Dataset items
======

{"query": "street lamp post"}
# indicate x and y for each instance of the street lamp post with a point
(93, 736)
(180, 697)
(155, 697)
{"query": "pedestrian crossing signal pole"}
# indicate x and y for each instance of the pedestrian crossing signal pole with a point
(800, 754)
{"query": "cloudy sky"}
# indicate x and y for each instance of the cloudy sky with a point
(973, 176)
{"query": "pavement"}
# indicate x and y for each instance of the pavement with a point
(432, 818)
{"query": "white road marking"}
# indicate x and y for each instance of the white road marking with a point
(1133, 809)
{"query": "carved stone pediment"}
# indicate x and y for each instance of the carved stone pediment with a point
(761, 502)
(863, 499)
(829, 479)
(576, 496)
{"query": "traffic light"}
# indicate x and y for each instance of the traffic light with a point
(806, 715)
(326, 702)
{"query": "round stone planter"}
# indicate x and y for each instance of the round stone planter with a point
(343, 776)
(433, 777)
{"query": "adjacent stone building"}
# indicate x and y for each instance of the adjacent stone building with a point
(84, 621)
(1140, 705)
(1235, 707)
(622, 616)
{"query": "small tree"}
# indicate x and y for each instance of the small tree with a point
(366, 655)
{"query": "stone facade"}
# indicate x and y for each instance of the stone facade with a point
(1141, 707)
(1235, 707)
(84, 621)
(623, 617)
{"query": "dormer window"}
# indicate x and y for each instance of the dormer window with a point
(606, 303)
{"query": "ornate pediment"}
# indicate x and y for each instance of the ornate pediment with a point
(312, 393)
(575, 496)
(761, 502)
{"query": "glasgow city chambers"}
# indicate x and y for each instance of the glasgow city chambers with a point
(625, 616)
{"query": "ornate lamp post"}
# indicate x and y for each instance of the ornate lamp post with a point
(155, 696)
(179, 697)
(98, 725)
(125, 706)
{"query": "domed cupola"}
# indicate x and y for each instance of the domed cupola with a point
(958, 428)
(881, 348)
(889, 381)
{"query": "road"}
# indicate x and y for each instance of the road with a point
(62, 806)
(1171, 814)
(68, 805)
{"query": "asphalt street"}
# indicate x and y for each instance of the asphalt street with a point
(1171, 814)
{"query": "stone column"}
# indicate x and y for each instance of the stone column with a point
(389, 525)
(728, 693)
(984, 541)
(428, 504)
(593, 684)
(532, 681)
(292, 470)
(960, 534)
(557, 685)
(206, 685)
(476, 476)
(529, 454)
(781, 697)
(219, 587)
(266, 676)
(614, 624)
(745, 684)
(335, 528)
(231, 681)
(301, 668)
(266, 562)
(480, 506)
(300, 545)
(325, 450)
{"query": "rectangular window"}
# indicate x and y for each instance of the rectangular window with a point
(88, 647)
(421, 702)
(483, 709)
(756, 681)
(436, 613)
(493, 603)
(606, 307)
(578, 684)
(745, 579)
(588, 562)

======

• _THE EXERCISE_: Give the material above again, word for word.

• _TASK ANSWER_:
{"query": "street lamp post"}
# indicate x and y for each instance of the street lamp post with a point
(93, 736)
(180, 697)
(155, 697)
{"query": "pedestrian crossing signal pole"}
# indicate x and y for each instance of the pedestrian crossing signal pole with a point
(800, 754)
{"query": "cloudy sky"}
# indicate x and y for each instance of the cloudy sky with a point
(973, 176)
{"query": "pavement"}
# indicate x and y for each instance of the pavement with a point
(432, 818)
{"query": "white road marking"}
# indicate x and y for each instance of the white road marking with a point
(1133, 809)
{"query": "carved stone pediment"}
# indicate x and y for each instance of the carved stone pediment with a point
(761, 502)
(863, 499)
(829, 479)
(576, 496)
{"query": "traffic light"}
# indicate x and y for each instance of the traffic light with a point
(806, 715)
(326, 702)
{"query": "round stone planter"}
# indicate x and y for each instance of the round stone planter with a point
(343, 776)
(433, 777)
{"query": "adjacent stone building"}
# indicate x and y for each instance of the adjacent stone building with a point
(84, 621)
(1140, 705)
(1235, 707)
(622, 616)
{"query": "small tree"}
# indicate x and y for each instance of the small tree with a point
(366, 655)
{"query": "stone facade"}
# indicate x and y for each instance of the stone facade with a point
(1141, 707)
(1235, 707)
(84, 621)
(623, 617)
{"query": "dormer window"}
# indicate x and y for each instance of the dormer window with a point
(606, 303)
{"query": "ornate pediment"}
# indicate x and y for each instance of the ornate pediment with a point
(312, 393)
(575, 496)
(761, 502)
{"query": "glasgow city chambers"}
# indicate x and y for each instance of the glasgow city chambers with a point
(625, 616)
{"query": "ornate lamp post"}
# indicate x and y for each instance of the ornate lamp post with a point
(155, 696)
(179, 697)
(98, 725)
(125, 706)
{"query": "domed cupola"}
# indicate x and y for each instance of the domed cupola with a point
(958, 428)
(881, 348)
(889, 381)
{"query": "road"}
# indicate x and y for each instance of the road with a point
(62, 806)
(1171, 814)
(68, 805)
{"query": "asphalt street"}
# indicate x and y for each instance of the asphalt street with a point
(1171, 814)
{"query": "stone column"}
# indicate x and y for each instance of the stone column with a point
(389, 525)
(728, 693)
(984, 541)
(428, 504)
(593, 684)
(532, 681)
(292, 470)
(960, 534)
(557, 685)
(206, 685)
(476, 476)
(529, 454)
(781, 697)
(219, 587)
(266, 676)
(614, 624)
(745, 684)
(335, 528)
(231, 681)
(301, 668)
(266, 562)
(480, 506)
(300, 545)
(325, 450)
{"query": "rectangular window"}
# indicate x and y for each instance of the rectangular window with a point
(88, 647)
(421, 702)
(483, 709)
(756, 681)
(436, 613)
(493, 603)
(606, 307)
(578, 684)
(745, 579)
(588, 562)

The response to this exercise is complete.